> THE PROBLEM: Rescale the records from the line that contains "Question. The photo above holds the torn" through the end of the records, and give only those lines, keeping the lines that ask for markers unchanged. Multiply every coordinate in the answers by 2 and round to whole numbers, with halves going up.

** begin INPUT FOR THIS TASK **

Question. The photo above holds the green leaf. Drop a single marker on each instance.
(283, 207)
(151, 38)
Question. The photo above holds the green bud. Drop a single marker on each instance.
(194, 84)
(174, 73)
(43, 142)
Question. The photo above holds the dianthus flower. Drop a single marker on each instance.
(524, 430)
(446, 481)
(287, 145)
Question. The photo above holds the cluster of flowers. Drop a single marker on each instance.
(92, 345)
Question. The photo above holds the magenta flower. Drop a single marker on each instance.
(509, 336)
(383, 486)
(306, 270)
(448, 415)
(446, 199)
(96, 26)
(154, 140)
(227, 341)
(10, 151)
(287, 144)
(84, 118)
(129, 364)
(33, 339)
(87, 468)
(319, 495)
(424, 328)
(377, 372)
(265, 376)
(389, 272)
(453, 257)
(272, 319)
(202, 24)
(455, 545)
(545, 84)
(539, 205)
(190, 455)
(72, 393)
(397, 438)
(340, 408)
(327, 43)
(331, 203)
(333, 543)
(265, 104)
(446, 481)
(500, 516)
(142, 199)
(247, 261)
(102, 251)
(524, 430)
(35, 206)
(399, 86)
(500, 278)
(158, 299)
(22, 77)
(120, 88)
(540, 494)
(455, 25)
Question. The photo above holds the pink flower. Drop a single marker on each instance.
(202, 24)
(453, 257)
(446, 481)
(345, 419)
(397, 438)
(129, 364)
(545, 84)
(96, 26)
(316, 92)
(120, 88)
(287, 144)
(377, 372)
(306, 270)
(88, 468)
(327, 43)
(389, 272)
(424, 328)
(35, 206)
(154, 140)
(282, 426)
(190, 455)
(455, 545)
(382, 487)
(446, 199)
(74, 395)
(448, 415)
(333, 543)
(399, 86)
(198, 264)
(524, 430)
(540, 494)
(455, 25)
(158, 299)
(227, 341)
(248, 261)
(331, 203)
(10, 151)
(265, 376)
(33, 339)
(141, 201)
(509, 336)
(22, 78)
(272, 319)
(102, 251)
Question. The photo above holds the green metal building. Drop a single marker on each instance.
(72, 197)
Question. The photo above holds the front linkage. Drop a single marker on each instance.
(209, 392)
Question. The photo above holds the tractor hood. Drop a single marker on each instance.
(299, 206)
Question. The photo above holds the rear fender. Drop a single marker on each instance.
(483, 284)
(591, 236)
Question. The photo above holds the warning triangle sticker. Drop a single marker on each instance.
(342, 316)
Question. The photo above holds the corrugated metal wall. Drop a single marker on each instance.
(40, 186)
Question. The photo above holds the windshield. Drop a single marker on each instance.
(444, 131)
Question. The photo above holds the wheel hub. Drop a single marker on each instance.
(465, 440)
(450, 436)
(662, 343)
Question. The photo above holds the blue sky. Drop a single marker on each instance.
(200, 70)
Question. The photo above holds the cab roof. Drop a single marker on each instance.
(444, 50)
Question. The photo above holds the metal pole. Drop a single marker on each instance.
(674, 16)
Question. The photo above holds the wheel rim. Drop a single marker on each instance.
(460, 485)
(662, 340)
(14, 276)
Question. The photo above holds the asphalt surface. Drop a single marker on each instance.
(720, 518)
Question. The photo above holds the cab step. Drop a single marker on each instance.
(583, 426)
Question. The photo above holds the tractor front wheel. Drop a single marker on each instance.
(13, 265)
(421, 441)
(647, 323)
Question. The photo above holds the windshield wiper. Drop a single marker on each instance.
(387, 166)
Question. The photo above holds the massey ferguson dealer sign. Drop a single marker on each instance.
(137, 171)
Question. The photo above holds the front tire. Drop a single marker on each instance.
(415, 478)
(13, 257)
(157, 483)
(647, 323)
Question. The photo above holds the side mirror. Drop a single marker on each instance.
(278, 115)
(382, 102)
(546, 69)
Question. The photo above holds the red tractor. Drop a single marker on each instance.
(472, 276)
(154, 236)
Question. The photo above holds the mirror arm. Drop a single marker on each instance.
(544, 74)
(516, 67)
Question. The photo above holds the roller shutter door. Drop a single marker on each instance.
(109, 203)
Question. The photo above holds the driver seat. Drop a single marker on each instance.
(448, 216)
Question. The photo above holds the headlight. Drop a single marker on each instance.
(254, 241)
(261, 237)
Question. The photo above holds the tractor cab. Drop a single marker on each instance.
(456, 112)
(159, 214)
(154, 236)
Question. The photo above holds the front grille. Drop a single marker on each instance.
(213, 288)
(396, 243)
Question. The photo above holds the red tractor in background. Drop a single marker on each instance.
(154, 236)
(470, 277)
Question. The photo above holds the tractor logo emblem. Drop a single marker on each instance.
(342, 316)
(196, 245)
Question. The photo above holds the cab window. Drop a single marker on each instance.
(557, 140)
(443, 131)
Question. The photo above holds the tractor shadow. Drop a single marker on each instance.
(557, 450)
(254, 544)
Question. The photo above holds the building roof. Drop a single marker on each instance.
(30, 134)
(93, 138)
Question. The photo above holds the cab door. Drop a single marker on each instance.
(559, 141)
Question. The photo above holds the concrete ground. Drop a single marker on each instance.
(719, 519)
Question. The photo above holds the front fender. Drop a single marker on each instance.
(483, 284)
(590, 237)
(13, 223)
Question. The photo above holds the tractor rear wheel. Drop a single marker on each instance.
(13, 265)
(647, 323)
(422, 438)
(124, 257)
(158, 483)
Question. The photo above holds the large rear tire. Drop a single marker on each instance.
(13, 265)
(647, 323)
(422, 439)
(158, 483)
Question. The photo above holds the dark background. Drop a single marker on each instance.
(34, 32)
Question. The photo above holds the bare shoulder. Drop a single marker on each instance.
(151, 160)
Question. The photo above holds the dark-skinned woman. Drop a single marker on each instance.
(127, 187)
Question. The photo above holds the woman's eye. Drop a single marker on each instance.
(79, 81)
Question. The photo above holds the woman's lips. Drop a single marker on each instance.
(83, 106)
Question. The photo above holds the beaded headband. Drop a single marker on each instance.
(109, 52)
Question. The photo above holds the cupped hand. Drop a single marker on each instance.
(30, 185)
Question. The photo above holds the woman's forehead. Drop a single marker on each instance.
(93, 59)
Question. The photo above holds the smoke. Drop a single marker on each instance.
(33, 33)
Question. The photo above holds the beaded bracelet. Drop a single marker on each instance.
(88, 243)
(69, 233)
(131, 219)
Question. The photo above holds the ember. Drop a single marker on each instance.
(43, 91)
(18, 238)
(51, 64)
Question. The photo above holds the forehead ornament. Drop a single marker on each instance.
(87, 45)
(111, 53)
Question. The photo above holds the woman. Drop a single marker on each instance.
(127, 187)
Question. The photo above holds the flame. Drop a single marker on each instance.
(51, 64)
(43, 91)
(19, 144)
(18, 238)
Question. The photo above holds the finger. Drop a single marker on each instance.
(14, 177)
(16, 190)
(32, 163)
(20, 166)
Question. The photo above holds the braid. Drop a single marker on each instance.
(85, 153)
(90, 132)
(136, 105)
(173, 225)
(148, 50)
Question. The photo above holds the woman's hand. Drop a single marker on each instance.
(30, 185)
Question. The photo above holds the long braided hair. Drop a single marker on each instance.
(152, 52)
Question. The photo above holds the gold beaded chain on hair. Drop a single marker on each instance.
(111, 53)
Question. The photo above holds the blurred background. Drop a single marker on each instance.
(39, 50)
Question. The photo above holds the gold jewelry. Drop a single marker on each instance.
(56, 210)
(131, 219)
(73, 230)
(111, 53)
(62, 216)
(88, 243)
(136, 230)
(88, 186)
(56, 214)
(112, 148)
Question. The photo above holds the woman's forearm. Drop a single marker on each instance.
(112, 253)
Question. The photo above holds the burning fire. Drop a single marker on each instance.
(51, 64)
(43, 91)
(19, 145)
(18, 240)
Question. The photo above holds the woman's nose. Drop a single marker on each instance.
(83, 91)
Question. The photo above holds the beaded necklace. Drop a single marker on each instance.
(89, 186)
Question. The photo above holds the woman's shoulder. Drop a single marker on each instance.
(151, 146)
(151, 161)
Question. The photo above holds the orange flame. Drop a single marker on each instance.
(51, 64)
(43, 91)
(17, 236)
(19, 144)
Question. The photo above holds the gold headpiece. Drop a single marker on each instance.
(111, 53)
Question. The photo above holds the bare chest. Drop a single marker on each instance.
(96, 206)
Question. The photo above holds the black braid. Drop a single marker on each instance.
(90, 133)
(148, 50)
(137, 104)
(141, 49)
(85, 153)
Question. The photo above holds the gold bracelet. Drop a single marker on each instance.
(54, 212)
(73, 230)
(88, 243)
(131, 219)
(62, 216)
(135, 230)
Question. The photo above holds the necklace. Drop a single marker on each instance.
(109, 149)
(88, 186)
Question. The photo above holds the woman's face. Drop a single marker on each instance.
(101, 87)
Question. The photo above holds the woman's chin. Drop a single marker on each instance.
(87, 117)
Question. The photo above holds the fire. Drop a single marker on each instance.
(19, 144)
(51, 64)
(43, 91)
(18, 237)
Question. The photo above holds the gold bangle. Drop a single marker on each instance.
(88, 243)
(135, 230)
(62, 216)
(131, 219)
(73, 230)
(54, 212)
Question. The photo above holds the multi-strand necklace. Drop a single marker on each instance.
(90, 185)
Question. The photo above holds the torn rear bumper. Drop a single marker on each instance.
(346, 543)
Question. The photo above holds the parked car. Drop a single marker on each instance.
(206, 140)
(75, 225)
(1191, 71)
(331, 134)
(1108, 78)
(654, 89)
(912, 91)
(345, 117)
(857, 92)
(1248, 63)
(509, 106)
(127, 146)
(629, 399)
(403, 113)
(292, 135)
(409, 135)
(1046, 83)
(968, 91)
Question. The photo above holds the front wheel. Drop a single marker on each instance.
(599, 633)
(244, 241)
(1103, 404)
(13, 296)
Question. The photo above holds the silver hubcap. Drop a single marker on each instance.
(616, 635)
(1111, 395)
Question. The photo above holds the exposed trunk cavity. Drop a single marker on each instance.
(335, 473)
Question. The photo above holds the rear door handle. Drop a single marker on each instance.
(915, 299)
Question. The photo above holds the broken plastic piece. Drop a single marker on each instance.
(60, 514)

** end INPUT FOR THIS TASK **

> RESULT FOR THIS TASK:
Question. The photo above holds the torn rear bumper. Drop a single marker on each instance.
(692, 1086)
Question. The photo above holds the parked car. Drop a single marker on each instance.
(412, 280)
(150, 450)
(2382, 142)
(662, 268)
(2216, 156)
(1308, 178)
(1824, 182)
(690, 234)
(1714, 184)
(2496, 126)
(1018, 212)
(254, 292)
(1258, 798)
(806, 226)
(584, 270)
(818, 270)
(2092, 166)
(1936, 182)
Question. The photo above holds the front wheel. Drop a single marker on each instance.
(1198, 1266)
(488, 482)
(2206, 808)
(26, 592)
Question. The photo above holds the silver hubcap. Drop a single marker on each instance.
(1232, 1270)
(2222, 790)
Question. The photo above holds the exposed trunk cavity. Drop a single marker on each instance.
(670, 946)
Question. The photo above holds the rear door handle. Drop a single marker on each instance.
(1830, 598)
Question. The photo above holds the broken plastic piece. Drop a single marker on each instance.
(120, 1028)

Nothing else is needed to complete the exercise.